EXCERPTED PASSAGE
※

Win16-based applications cannot use long file names. The Windows 98 file system should preserve long file names while you use a Win16-based application to edit files. However, you will lose long file names if you copy files from within existing Win16-based applications, such as user interface replacements.

MS-DOS-based Applications

Windows 98 support for MS-DOS-based applications includes better printing support and improved capabilities for running hardware-intensive applications, such as games.

Each MS-DOS-based application runs in its own VM, allowing multiple 8086-compatible sessions to run on the CPU. This, in turn, allows existing MS-DOS-based applications to run preemptively with the rest of the system. The use of virtual device drivers (VxDs) provides common regulated access to hardware resources. Each application running in a VM appears to run on its own individual computer; this allows applications that were not designed for multitasking to run concurrently with other applications.

VMs are protected from each other and from other running applications. This prevents errant MS-DOS-based applications from overwriting memory that is occupied or used by system components or other applications. If an MS-DOS-based application attempts to access memory outside its address space, the system notifies the user and ends the MS-DOS-based application.

One of the major difficulties MS-DOS-based applications had in the VMs in versions of Windows earlier than Windows 95 was insufficient conventional memory space. By the time MS-DOS-based device drivers, TSR applications, and networking components were loaded with Windows, there often was not enough conventional memory left to allow the MS-DOS-based application to load or run. Windows 98 provides 32-bit, protected-mode driver components that replace many 16-bit, real-mode device driver and TSR counterparts, improving overall system performance and using no conventional memory. The savings in memory with protected-mode components can be significant. For example, a computer using only Windows 98 protected-mode components would save more than 225 KB of conventional memory over the amount used by real-mode networking software, drivers for a mouse and SCSI CD-ROM drive, and SMARTDrive.

How Windows 98 Accommodates Application Problems

Some Windows-based and MS-DOS-based applications may not run well under Windows 98 because they were written to take advantage of characteristics of older operating systems. For example, certain applications use a portion of the title bar to include items other than the title, such as a Quick Help button. Because Windows 98 title bars are not formatted in the same way as Windows 3.x title bars, some information may be overwritten when you run these old applications.

※

WRITTEN PROBLEM 1
List every line of the records that contains the string "bushy".

※

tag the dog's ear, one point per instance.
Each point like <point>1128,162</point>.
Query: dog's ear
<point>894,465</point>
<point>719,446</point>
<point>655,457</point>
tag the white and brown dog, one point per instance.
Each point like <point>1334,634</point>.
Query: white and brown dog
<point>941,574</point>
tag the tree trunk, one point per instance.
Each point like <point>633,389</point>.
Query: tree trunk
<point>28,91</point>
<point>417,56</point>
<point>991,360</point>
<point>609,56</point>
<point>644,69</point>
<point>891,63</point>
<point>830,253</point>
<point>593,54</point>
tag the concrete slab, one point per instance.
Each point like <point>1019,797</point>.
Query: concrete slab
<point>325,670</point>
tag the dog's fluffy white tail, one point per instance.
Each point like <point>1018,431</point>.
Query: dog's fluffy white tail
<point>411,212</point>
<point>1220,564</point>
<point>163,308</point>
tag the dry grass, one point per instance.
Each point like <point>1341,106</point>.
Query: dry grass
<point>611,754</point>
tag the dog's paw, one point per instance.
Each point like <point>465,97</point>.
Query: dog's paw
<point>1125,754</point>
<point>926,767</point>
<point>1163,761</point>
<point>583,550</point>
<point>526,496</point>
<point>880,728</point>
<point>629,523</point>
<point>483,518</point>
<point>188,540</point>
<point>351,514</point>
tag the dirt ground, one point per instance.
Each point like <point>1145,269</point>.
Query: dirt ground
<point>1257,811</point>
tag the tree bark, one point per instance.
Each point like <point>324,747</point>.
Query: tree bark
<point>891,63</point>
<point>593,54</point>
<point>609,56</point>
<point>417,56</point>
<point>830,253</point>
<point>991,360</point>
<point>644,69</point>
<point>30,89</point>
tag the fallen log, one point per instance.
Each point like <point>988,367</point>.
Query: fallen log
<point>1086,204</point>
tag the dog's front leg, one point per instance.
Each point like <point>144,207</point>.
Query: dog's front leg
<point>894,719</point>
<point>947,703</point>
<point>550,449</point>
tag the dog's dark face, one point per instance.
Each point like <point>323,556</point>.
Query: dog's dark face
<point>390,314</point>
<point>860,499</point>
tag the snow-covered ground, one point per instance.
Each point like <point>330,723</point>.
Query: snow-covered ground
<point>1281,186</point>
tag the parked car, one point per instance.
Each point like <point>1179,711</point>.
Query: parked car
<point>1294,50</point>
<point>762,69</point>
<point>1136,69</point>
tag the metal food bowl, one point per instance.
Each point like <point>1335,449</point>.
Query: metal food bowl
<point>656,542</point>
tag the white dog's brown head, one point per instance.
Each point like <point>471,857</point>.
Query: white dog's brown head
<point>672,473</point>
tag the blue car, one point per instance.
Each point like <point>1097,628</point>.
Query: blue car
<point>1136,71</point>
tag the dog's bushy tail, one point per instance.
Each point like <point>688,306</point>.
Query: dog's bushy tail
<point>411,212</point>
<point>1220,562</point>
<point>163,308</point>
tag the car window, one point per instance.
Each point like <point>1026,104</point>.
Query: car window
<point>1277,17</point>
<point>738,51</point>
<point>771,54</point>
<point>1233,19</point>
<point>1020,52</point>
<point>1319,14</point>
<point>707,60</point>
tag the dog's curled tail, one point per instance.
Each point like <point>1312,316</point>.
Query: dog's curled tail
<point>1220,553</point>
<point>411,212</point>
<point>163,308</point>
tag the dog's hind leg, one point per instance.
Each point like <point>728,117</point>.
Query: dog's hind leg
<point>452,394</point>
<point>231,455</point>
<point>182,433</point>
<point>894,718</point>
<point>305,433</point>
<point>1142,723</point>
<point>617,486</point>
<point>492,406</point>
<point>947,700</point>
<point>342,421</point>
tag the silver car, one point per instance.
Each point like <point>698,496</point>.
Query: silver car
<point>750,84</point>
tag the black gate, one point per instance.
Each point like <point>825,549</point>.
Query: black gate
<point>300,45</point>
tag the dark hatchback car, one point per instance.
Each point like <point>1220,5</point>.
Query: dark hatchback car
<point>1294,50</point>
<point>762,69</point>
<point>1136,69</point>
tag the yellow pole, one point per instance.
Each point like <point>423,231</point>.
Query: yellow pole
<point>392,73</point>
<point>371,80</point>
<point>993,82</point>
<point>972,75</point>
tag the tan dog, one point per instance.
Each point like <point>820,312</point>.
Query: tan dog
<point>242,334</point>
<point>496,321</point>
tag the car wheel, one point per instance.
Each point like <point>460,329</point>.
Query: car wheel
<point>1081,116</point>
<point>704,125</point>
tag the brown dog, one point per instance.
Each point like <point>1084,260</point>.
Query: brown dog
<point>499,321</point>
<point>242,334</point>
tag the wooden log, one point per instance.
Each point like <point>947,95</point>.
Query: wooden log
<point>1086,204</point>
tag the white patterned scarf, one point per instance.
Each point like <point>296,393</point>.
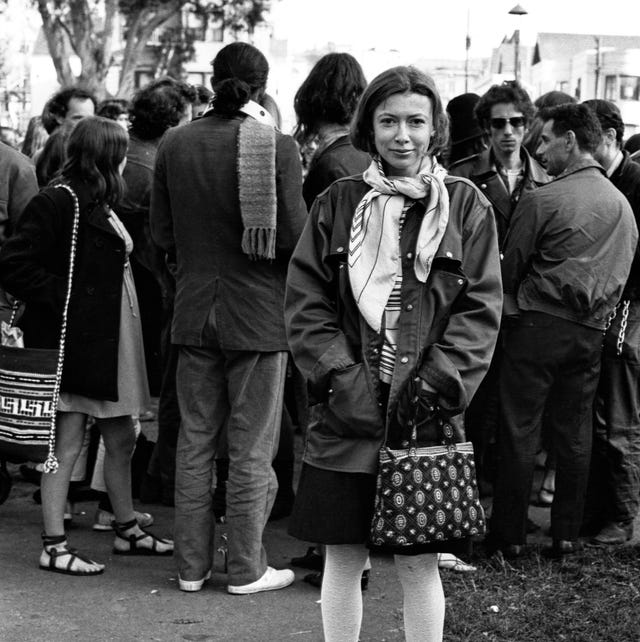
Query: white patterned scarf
<point>257,182</point>
<point>374,242</point>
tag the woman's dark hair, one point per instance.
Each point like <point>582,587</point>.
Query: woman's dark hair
<point>112,108</point>
<point>399,80</point>
<point>239,70</point>
<point>159,106</point>
<point>329,94</point>
<point>96,148</point>
<point>50,160</point>
<point>508,92</point>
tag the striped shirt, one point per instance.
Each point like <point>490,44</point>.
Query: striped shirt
<point>392,314</point>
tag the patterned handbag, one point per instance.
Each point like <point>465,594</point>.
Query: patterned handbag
<point>426,495</point>
<point>30,386</point>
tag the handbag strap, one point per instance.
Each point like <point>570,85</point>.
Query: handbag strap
<point>51,463</point>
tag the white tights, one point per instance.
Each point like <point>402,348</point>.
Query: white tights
<point>342,598</point>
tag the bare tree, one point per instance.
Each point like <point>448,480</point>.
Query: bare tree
<point>88,29</point>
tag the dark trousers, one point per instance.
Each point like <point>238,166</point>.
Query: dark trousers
<point>614,480</point>
<point>553,363</point>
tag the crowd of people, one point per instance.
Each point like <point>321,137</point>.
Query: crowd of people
<point>479,257</point>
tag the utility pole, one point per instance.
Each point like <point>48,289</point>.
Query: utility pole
<point>517,11</point>
<point>597,39</point>
<point>466,60</point>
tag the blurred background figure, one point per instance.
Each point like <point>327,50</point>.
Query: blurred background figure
<point>50,159</point>
<point>324,106</point>
<point>115,109</point>
<point>550,99</point>
<point>68,104</point>
<point>155,108</point>
<point>35,138</point>
<point>202,102</point>
<point>9,136</point>
<point>467,138</point>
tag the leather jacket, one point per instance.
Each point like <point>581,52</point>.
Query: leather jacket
<point>447,329</point>
<point>481,171</point>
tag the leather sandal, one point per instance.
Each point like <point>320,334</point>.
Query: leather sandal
<point>131,544</point>
<point>55,553</point>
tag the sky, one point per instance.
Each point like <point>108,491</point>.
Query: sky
<point>430,29</point>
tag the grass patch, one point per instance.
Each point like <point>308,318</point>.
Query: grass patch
<point>592,596</point>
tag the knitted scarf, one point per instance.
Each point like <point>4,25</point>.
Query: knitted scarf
<point>257,184</point>
<point>374,243</point>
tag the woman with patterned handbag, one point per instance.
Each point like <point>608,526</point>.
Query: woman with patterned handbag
<point>68,261</point>
<point>392,308</point>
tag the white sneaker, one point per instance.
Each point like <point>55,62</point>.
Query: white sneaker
<point>103,521</point>
<point>270,581</point>
<point>191,586</point>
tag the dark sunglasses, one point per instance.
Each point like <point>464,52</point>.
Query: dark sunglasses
<point>501,123</point>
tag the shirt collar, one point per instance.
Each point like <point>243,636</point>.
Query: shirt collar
<point>258,112</point>
<point>617,161</point>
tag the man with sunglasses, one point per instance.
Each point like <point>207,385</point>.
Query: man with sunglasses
<point>566,261</point>
<point>503,173</point>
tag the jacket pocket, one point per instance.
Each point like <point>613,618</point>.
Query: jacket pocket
<point>352,410</point>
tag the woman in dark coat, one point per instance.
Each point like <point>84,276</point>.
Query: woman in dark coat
<point>103,374</point>
<point>393,292</point>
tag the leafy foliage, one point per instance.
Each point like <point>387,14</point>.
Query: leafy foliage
<point>88,28</point>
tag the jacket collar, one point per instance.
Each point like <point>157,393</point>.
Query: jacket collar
<point>578,166</point>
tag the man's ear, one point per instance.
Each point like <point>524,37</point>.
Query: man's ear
<point>570,139</point>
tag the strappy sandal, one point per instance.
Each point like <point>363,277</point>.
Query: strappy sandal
<point>453,563</point>
<point>132,542</point>
<point>55,553</point>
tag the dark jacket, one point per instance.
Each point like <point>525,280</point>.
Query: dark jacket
<point>447,330</point>
<point>481,171</point>
<point>626,178</point>
<point>195,213</point>
<point>336,161</point>
<point>34,265</point>
<point>570,247</point>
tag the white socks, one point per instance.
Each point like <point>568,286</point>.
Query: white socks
<point>342,598</point>
<point>423,597</point>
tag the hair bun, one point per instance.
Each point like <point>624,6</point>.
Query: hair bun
<point>230,95</point>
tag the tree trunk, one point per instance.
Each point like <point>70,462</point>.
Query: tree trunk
<point>58,44</point>
<point>140,27</point>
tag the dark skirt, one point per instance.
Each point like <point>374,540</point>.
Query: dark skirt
<point>333,507</point>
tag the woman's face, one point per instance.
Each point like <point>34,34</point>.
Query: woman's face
<point>402,130</point>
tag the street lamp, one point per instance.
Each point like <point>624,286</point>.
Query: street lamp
<point>517,11</point>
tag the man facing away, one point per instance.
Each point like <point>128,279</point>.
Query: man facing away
<point>613,495</point>
<point>566,261</point>
<point>218,182</point>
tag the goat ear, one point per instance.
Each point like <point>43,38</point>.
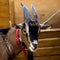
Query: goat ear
<point>34,11</point>
<point>26,12</point>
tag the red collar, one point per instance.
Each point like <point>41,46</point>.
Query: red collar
<point>19,42</point>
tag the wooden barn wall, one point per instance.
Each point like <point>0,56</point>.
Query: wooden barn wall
<point>45,8</point>
<point>6,13</point>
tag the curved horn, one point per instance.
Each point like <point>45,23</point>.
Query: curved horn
<point>26,12</point>
<point>34,11</point>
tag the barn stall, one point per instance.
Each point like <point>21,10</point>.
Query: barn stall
<point>49,40</point>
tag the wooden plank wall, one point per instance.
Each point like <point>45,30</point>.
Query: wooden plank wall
<point>45,8</point>
<point>48,46</point>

※

WRITTEN PROBLEM 2
Decide whether each statement agrees with the Windows 98 passage above. Answer yes or no, and quote the deciding words. (a) Win16-based applications can use long file names. (b) When an MS-DOS-based application tries to access memory outside its address space, the system ends that application. (c) Windows 98 title bars are formatted the same way as Windows 3.x title bars.

EXPECTED OUTPUT 1
tag the dog's bushy tail, one point per instance.
Query: dog's bushy tail

EXPECTED OUTPUT 2
(a) No: "Win16-based applications cannot use long file names."
(b) Yes: "If an MS-DOS-based application attempts to access memory outside its address space, the system notifies the user and ends the MS-DOS-based application."
(c) No: "Windows 98 title bars are not formatted in the same way as Windows 3.x title bars"